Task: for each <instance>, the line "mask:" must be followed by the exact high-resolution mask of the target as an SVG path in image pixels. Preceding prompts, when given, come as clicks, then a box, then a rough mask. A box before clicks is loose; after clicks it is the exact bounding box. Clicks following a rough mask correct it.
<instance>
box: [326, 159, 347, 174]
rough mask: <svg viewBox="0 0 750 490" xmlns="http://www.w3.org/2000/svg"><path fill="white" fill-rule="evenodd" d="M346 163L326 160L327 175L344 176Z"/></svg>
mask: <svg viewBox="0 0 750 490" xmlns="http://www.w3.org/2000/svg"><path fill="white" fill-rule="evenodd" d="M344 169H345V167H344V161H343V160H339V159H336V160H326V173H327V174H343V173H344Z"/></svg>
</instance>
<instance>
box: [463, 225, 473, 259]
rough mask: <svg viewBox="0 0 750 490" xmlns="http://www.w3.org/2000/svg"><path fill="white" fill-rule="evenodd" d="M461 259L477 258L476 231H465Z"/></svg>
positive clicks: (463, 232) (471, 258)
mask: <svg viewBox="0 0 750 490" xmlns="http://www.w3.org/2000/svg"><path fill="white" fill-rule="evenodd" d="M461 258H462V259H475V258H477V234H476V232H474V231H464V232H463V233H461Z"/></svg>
--
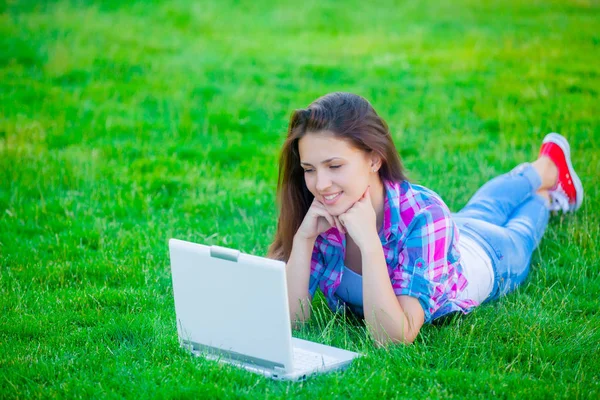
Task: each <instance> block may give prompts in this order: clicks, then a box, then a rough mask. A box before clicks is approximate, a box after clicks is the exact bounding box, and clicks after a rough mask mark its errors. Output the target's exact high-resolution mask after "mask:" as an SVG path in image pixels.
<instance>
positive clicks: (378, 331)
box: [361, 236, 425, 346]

EXERCISE DETAILS ::
Where does the word "pixels" occur in the data? Copy every line that has it.

YOUR SOLUTION ::
Task: for each <instance>, the line "mask:" must be followed by the exact high-resolution mask of the target as an SVG path in image pixels. Preceding prompts, when given, come as clicks, then a box, then a rough mask. A box before clicks is loose; after clicks it is the exact bounding box. Clicks following a rough mask correct it.
Task: each <instance> block may give prompts in this order: clicks, then a box, then a rough mask. A box before clicks is approximate, a box after clicks is the exact bounding box, and clicks after a rough mask mark its errors. Output the target's exact high-resolution mask after "mask:" as an SVG path in image pixels.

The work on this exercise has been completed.